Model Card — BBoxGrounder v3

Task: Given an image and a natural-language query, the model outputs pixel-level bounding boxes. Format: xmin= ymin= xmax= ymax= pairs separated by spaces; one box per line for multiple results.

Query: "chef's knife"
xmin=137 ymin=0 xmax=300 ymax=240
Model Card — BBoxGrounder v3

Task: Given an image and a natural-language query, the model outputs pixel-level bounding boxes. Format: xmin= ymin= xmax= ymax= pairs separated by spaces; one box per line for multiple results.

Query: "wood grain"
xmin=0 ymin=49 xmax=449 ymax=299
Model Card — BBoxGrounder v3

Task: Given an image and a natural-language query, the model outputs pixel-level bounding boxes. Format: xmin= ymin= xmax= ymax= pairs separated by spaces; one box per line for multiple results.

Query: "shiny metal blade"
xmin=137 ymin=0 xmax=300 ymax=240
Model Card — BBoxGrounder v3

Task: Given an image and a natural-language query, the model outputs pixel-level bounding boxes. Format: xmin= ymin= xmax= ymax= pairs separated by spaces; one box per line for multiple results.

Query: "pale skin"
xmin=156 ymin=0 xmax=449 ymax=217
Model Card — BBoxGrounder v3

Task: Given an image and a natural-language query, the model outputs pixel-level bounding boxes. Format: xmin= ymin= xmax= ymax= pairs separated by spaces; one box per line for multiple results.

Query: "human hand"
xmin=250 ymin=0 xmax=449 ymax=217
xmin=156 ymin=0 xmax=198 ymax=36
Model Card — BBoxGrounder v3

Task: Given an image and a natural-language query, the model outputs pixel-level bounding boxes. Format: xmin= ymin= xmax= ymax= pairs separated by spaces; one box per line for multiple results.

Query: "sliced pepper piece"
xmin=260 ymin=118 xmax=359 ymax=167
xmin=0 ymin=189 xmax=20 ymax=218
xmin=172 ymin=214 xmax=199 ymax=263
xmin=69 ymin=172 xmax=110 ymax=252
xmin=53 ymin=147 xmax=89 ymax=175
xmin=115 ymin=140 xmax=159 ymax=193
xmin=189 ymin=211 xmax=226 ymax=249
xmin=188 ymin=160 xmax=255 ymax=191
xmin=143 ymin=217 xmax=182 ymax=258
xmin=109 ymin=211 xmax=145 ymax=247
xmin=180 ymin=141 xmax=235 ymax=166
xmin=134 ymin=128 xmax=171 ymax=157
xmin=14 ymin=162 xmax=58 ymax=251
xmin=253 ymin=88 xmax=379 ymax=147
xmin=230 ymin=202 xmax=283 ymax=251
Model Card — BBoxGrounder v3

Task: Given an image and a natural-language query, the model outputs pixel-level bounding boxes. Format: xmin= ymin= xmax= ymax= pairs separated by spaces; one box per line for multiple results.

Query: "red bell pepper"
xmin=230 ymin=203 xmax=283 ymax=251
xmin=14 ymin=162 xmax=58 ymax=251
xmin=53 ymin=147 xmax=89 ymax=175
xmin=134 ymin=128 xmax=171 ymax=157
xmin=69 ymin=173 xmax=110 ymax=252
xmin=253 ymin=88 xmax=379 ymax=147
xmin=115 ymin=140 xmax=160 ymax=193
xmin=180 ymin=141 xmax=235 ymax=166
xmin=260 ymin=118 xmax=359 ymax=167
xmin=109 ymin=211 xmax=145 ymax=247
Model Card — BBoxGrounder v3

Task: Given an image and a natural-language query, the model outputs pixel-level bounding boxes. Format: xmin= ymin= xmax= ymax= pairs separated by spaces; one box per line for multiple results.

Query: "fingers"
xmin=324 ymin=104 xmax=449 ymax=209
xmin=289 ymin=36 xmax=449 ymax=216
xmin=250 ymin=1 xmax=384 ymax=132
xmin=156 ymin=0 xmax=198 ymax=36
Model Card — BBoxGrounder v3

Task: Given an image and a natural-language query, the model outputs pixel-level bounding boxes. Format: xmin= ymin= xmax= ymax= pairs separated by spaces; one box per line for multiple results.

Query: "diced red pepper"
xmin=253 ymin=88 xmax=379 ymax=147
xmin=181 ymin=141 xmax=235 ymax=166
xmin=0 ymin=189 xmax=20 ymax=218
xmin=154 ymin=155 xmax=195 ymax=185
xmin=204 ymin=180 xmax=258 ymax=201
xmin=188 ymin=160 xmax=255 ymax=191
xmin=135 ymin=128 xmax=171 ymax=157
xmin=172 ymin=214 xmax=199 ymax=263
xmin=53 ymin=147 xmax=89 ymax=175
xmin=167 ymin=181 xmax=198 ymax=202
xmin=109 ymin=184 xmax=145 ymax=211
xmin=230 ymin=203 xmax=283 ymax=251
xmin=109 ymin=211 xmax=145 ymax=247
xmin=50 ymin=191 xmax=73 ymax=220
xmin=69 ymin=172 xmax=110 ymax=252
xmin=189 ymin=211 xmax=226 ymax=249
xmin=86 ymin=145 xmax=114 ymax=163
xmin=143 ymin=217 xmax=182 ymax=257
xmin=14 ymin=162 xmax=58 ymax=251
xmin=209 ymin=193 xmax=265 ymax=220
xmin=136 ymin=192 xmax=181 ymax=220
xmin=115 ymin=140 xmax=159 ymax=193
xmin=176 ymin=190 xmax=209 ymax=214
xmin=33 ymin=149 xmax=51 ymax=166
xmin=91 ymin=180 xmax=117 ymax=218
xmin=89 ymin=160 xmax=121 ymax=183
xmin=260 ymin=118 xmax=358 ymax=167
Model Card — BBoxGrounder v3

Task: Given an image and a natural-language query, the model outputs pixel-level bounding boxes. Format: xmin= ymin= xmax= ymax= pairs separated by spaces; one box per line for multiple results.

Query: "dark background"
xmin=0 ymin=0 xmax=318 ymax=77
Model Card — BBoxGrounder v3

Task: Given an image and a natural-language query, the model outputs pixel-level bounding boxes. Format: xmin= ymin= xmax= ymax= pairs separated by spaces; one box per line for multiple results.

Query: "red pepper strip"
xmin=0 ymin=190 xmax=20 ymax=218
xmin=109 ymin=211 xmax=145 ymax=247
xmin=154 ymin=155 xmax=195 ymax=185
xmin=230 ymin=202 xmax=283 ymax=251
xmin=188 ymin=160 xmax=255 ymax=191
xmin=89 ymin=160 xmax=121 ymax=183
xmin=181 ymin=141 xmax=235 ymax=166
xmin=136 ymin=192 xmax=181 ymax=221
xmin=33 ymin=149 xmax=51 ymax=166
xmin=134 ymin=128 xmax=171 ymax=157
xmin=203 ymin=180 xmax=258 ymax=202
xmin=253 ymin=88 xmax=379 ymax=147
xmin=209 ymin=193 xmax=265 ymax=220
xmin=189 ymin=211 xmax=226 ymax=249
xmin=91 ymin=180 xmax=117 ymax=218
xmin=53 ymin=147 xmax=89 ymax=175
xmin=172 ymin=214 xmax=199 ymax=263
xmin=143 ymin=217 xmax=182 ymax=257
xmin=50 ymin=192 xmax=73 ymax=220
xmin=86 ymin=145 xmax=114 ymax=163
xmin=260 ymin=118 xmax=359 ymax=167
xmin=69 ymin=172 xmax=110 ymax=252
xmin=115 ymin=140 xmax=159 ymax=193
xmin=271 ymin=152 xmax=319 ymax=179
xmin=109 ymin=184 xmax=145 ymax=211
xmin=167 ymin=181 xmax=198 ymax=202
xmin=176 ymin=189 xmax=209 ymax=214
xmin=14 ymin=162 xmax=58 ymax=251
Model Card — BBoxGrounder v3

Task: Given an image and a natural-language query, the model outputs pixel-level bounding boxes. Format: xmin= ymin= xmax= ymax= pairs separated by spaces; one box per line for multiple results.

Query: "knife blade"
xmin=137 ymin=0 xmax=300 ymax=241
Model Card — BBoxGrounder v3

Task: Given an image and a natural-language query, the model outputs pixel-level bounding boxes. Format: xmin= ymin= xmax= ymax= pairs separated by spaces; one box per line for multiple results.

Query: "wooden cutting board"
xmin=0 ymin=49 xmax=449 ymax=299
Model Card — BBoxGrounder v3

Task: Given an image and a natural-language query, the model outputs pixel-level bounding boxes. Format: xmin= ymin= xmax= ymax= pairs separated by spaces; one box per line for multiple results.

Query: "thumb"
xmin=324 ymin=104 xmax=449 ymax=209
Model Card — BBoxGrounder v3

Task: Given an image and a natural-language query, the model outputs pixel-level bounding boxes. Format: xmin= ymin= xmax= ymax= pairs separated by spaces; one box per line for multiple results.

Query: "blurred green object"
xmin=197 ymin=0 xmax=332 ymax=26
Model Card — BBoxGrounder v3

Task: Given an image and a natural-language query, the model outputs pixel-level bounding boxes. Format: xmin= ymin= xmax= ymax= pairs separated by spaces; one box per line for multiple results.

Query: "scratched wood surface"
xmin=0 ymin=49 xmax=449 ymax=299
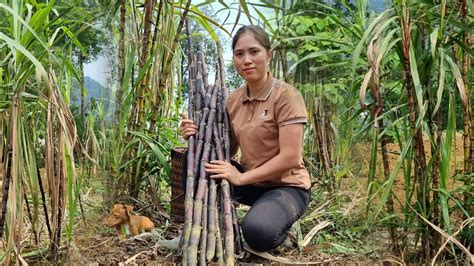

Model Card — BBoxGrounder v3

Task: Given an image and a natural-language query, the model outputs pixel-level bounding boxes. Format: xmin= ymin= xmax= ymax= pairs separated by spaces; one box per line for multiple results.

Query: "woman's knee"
xmin=242 ymin=217 xmax=286 ymax=251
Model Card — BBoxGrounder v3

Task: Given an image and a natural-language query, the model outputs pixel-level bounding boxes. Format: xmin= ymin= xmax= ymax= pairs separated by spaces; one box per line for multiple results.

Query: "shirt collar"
xmin=240 ymin=71 xmax=275 ymax=102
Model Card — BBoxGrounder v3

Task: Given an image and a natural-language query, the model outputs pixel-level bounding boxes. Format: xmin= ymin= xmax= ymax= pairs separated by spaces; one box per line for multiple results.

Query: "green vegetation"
xmin=0 ymin=0 xmax=474 ymax=264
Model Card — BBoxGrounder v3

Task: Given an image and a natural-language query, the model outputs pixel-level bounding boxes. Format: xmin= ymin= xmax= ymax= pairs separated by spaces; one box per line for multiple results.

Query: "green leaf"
xmin=0 ymin=32 xmax=48 ymax=80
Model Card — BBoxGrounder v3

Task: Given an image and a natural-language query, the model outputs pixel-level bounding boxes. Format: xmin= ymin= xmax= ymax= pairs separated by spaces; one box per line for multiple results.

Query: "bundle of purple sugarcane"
xmin=180 ymin=20 xmax=242 ymax=265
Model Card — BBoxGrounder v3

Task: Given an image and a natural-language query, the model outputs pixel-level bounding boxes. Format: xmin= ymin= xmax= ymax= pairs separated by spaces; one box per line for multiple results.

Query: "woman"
xmin=181 ymin=26 xmax=311 ymax=251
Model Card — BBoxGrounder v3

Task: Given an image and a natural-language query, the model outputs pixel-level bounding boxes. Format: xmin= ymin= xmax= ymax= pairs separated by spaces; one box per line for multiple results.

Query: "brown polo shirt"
xmin=227 ymin=74 xmax=311 ymax=189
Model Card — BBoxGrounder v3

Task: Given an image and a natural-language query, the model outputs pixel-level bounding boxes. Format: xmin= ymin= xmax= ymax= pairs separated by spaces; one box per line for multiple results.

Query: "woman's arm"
xmin=206 ymin=124 xmax=303 ymax=186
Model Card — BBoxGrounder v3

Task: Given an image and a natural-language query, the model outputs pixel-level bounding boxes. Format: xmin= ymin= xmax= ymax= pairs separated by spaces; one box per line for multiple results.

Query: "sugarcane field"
xmin=0 ymin=0 xmax=474 ymax=265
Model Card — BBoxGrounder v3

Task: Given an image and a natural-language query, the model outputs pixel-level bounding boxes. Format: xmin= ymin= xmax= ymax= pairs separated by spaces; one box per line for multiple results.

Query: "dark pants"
xmin=183 ymin=154 xmax=311 ymax=251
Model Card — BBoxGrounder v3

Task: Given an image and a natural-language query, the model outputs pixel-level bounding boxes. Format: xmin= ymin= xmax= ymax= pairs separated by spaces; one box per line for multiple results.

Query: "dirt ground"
xmin=0 ymin=135 xmax=463 ymax=265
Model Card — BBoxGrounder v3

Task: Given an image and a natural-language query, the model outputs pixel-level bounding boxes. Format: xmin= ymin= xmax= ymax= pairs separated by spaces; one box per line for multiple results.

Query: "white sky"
xmin=84 ymin=0 xmax=274 ymax=86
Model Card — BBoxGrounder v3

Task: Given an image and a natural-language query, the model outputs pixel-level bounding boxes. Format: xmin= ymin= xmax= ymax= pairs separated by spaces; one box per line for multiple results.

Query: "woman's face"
xmin=233 ymin=32 xmax=272 ymax=84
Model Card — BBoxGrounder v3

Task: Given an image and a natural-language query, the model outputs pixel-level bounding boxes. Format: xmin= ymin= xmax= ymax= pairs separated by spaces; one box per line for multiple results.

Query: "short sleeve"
xmin=275 ymin=86 xmax=308 ymax=127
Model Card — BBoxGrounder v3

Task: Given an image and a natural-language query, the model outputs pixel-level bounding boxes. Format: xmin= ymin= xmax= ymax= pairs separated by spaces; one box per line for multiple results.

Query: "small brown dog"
xmin=105 ymin=204 xmax=155 ymax=239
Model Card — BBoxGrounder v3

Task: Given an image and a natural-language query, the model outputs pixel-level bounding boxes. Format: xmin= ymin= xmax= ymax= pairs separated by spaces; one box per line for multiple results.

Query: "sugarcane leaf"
xmin=239 ymin=0 xmax=253 ymax=25
xmin=0 ymin=3 xmax=50 ymax=53
xmin=359 ymin=68 xmax=374 ymax=109
xmin=444 ymin=55 xmax=467 ymax=106
xmin=352 ymin=9 xmax=397 ymax=75
xmin=128 ymin=131 xmax=171 ymax=174
xmin=280 ymin=35 xmax=352 ymax=47
xmin=0 ymin=32 xmax=48 ymax=80
xmin=188 ymin=6 xmax=231 ymax=39
xmin=369 ymin=136 xmax=413 ymax=224
xmin=430 ymin=28 xmax=438 ymax=58
xmin=432 ymin=47 xmax=445 ymax=116
xmin=63 ymin=143 xmax=76 ymax=241
xmin=252 ymin=5 xmax=275 ymax=33
xmin=409 ymin=40 xmax=423 ymax=110
xmin=61 ymin=26 xmax=87 ymax=57
xmin=451 ymin=36 xmax=474 ymax=57
xmin=289 ymin=50 xmax=343 ymax=72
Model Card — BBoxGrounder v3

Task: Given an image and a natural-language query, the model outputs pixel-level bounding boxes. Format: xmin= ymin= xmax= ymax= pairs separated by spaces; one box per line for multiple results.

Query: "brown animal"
xmin=105 ymin=204 xmax=155 ymax=239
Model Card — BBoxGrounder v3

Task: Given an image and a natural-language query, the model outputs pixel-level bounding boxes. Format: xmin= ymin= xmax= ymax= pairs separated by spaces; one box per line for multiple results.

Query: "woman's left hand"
xmin=204 ymin=161 xmax=244 ymax=186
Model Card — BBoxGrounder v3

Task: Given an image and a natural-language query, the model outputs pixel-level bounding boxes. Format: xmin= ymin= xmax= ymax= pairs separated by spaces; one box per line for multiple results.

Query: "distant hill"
xmin=369 ymin=0 xmax=387 ymax=14
xmin=71 ymin=76 xmax=110 ymax=110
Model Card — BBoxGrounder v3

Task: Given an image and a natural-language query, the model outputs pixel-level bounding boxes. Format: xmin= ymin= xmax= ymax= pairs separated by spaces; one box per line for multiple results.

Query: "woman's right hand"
xmin=179 ymin=113 xmax=198 ymax=140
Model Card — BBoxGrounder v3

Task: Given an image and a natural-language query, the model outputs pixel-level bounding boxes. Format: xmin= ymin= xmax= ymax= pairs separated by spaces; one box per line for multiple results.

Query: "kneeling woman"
xmin=181 ymin=26 xmax=311 ymax=251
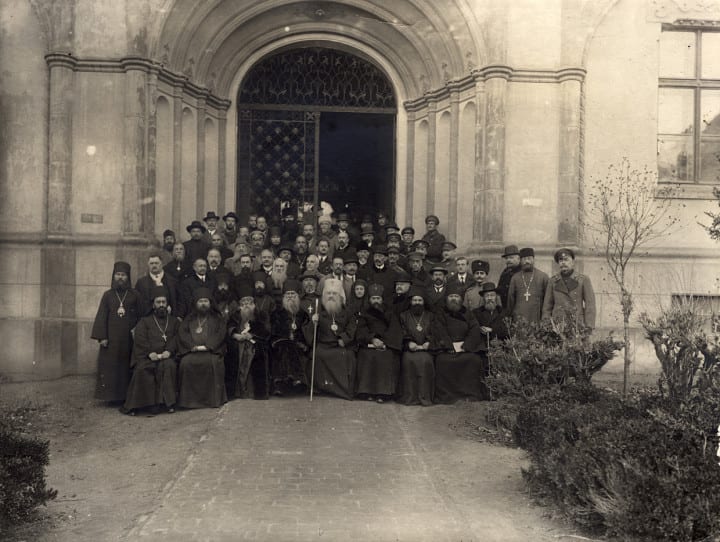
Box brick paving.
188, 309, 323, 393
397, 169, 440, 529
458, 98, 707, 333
124, 396, 561, 542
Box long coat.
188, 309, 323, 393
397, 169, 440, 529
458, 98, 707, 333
543, 270, 595, 329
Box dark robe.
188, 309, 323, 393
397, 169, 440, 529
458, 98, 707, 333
178, 310, 227, 408
398, 310, 435, 406
135, 272, 178, 315
303, 308, 357, 399
270, 307, 306, 392
433, 307, 487, 404
226, 307, 270, 399
356, 307, 402, 396
90, 289, 143, 401
125, 314, 180, 410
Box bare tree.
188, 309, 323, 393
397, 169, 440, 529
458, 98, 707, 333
584, 158, 679, 395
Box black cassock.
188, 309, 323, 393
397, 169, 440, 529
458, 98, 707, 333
433, 307, 487, 404
226, 308, 270, 399
125, 315, 180, 410
90, 289, 143, 401
303, 309, 357, 399
356, 306, 402, 395
178, 311, 227, 408
270, 307, 314, 391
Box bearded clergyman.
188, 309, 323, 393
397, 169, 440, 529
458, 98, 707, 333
----------------
Set problem:
Reproduce verbatim everything from the line that contains "Box dark robe." down to the line that contains "270, 307, 314, 391", including both of those lines.

Solution:
Box dark robe.
188, 309, 323, 393
397, 169, 440, 529
458, 98, 707, 333
178, 310, 227, 408
398, 310, 435, 406
135, 272, 178, 315
303, 308, 357, 399
270, 307, 306, 392
433, 307, 487, 404
226, 307, 270, 399
356, 307, 402, 396
90, 289, 143, 401
125, 314, 180, 410
Box bare tree.
188, 309, 323, 393
397, 169, 440, 529
458, 98, 707, 333
584, 158, 679, 395
Box black cassock.
188, 309, 323, 393
397, 169, 440, 529
458, 98, 707, 333
433, 307, 487, 404
226, 308, 270, 399
125, 315, 180, 410
90, 289, 143, 401
303, 309, 357, 399
356, 306, 402, 395
178, 311, 227, 408
270, 307, 314, 391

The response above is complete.